Work task -
Repeat the records. Keep every word and mark exactly as it is.

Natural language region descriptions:

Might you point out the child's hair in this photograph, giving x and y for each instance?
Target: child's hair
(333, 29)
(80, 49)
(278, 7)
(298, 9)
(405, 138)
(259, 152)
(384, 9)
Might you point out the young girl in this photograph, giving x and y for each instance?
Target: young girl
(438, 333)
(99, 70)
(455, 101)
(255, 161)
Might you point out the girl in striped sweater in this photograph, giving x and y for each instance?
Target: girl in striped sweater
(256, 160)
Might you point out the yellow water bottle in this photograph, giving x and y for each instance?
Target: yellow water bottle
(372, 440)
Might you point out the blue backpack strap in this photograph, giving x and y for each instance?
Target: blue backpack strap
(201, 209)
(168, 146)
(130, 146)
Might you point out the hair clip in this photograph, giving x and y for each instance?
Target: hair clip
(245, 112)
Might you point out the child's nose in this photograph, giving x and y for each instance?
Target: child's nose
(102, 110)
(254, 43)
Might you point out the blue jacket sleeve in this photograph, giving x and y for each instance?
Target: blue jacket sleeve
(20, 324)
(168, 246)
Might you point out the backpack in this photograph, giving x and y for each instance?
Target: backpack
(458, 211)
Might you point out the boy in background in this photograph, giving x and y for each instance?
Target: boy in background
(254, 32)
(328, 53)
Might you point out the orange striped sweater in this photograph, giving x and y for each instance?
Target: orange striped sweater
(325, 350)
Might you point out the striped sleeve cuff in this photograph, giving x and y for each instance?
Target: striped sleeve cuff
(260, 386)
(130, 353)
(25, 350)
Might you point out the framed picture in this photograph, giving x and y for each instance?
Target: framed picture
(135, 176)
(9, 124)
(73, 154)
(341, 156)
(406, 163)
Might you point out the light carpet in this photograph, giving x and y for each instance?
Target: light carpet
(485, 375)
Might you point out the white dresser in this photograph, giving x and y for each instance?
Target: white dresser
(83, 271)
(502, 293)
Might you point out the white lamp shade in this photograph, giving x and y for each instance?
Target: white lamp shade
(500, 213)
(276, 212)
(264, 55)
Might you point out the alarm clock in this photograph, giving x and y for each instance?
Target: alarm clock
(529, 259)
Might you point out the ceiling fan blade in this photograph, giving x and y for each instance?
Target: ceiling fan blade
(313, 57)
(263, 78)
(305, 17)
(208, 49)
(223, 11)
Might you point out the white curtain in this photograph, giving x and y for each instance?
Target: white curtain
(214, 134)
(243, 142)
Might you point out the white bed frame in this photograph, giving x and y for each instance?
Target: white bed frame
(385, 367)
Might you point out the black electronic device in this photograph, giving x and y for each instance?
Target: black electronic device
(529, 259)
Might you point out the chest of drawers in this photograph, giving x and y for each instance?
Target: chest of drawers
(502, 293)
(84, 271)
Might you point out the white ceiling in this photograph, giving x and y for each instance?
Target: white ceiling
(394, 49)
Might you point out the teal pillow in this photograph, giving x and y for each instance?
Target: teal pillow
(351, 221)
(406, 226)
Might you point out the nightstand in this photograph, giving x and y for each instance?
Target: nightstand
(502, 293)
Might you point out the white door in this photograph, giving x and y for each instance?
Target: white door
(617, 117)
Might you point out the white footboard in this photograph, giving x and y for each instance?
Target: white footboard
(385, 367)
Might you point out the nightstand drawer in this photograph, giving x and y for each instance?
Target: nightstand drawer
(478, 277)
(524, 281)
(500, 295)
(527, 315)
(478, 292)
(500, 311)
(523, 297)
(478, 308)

Task output -
Might you point out the child's hair in this photograph, giving x and y for each instance?
Target: child's hair
(333, 29)
(80, 49)
(278, 7)
(298, 9)
(405, 138)
(259, 152)
(384, 9)
Might you point out the young girl in this photograph, giving x and y for each instance?
Target: young girl
(438, 333)
(99, 70)
(455, 101)
(255, 161)
Might you point out the girl in striped sweater in this photograph, giving x and y for each instance?
Target: girl in striped sweater
(256, 160)
Might you point out the yellow water bottle in this photograph, giving x and y for each instance?
Target: yellow water bottle
(372, 440)
Might you point out the blue backpack strap in this photograph, giving x and y for each instance?
Target: blue backpack strap
(201, 209)
(168, 146)
(130, 146)
Might you point out the hair clip in this photograph, giving x and y for each instance?
Target: hair clip
(245, 112)
Might you point out the child's nose in this photograph, giving x and y for each instance?
Target: child's nose
(102, 110)
(254, 43)
Might you point out the blue jacket sleeve in this photograph, giving x and y for each instance?
Target: blue jacket sleeve
(20, 324)
(168, 246)
Might you point out the backpack in this photograph, giving x and y for each instance?
Target: backpack
(458, 211)
Might you point out the boy in background in this photograph, giving x and y for each instance?
Target: boy in background
(254, 32)
(328, 53)
Might you point out the orange striped sweater in this photograph, giving x and y for each instance?
Target: orange striped sweater
(325, 350)
Might you point out the striped sleeve cuff in this photograph, giving x and y for each instance?
Target: striped sleeve cuff
(260, 386)
(130, 353)
(25, 350)
Might you point out the framed picture in this photograph, giving x and y for each instance?
Target: framed picture
(135, 176)
(9, 124)
(73, 154)
(341, 156)
(406, 163)
Might you point out the light carpet in this photograph, giving x and y for each instance?
Target: light carpet
(485, 375)
Might you point out the white dresser in this photograph, giving x and y for each instance?
Target: white dresser
(83, 271)
(502, 293)
Might you point out the white lamp shade in this photograph, giving x and y for each instance?
Target: white lamp shade
(500, 213)
(276, 212)
(264, 55)
Might you point out the alarm clock in this photograph, giving x and y for each instance?
Target: alarm clock
(529, 259)
Might you point out the ceiling fan blade in this photograph, giving x and y for each instance?
Target: ceiling fan blade
(313, 57)
(263, 78)
(305, 17)
(208, 49)
(223, 11)
Might you point out the white curtain in this photograph, giving x and y for each instance?
Target: white curtain
(214, 134)
(243, 142)
Might you point out the white bed frame in this photograph, giving x and y for each instance?
Target: white bed frame
(385, 367)
Might you point out the black electronic device in this photograph, giving x and y for each instance?
Target: black electronic device
(529, 259)
Might you point out the chest of drawers in this photograph, giving x and y for each instance?
Target: chest of drawers
(502, 293)
(84, 271)
Might you point out the white ceiling in this photograph, giving x and y for each instance?
Target: white ceiling
(394, 49)
Might you point out the teal pillow in this photograph, giving x and y for each instance?
Target: teal pillow
(351, 221)
(406, 226)
Might you point out the nightstand in this photograph, giving x and y for each instance?
Target: nightstand
(502, 293)
Might you point out the white door in this photograph, giving x and y for each instance?
Target: white door
(617, 117)
Might you point out the white footboard in this photograph, giving x and y for each instance?
Target: white footboard
(385, 367)
Might you point out the nightstand drawer in this photograph, giving x and y for each instance?
Target: nightstand drawer
(478, 277)
(524, 281)
(500, 295)
(527, 315)
(478, 292)
(500, 311)
(523, 297)
(478, 308)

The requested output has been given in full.